■ Work instruction 1: From the piece on NHS maternity support for BAME women, copy word for word the part that opens with "Maternity units across" and closes with "age ≥35 years.".
■ Work instruction 2: In the piece on NHS maternity support for BAME women, who is named as Chief Midwifery Officer for England?

NHS England will offer additional support for pregnant Black, Asian and Ethnic Minority (BAME) women.

Women from ethnic minority backgrounds have been historically known to have additional maternity risks, with substantially higher maternal mortality rates than women of white ethnicity. More than half of the pregnant women hospitalised with COVID-19 have a BAME background, although they account for only a quarter of the births in England and Wales. Recent analysis shows that Black and Asian pregnant women have an eightfold and fourfold higher likelihood of being hospitalised with COVID-19, respectively.

Maternity units across England have been asked to implement four specific actions to cut the additional risk of COVID-19 for BAME women and their offspring:

  1. Ensure that clinicians have a lower threshold to review, admit and consider multidisciplinary escalation in BAME women.
  2. Reach out to pregnant BAME women and provide them reassurance through tailored communications.
  3. Ensure that information regarding vitamins, supplements and nutrition in pregnancy is discussed with the women. Women having a darker skin tone or those who constantly cover their skin are at risk of vitamin D insufficiency and should be offered adequate supplementation.
  4. Ensure that all providers record ethnicity and other risk factors, such as residence in a deprived area, comorbidities, body mass index and age ≥35 years.

Chief Midwifery Officer for England, Jacqueline Dunkley-Bent, said: "While Public Health England is continuing to assess and advise on the impact of the COVID-19 outbreak on ethnic groups, I want to make sure that the NHS is doing everything we can to reach out, reassure and support those pregnant women and new mums most at risk."

■ Raw data:
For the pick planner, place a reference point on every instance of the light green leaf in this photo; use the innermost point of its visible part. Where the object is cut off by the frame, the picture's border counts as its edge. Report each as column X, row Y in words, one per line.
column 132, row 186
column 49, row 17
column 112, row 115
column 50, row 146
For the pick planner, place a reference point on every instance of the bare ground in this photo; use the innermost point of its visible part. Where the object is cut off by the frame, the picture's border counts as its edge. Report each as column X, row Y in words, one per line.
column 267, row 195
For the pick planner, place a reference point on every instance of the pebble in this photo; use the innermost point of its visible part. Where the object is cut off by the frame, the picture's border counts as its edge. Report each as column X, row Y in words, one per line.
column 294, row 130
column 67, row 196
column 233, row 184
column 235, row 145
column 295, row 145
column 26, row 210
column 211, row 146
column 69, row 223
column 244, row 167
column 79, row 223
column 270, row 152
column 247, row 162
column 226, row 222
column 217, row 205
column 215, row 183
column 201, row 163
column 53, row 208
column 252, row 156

--

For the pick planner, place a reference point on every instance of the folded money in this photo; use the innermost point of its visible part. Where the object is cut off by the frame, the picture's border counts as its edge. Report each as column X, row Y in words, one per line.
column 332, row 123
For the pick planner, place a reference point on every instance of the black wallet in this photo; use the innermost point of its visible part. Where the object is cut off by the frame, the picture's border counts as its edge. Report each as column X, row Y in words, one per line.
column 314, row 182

■ Your solution 1:
Maternity units across England have been asked to implement four specific actions to cut the additional risk of COVID-19 for BAME women and their offspring:

  1. Ensure that clinicians have a lower threshold to review, admit and consider multidisciplinary escalation in BAME women.
  2. Reach out to pregnant BAME women and provide them reassurance through tailored communications.
  3. Ensure that information regarding vitamins, supplements and nutrition in pregnancy is discussed with the women. Women having a darker skin tone or those who constantly cover their skin are at risk of vitamin D insufficiency and should be offered adequate supplementation.
  4. Ensure that all providers record ethnicity and other risk factors, such as residence in a deprived area, comorbidities, body mass index and age ≥35 years.

■ Your solution 2: Jacqueline Dunkley-Bent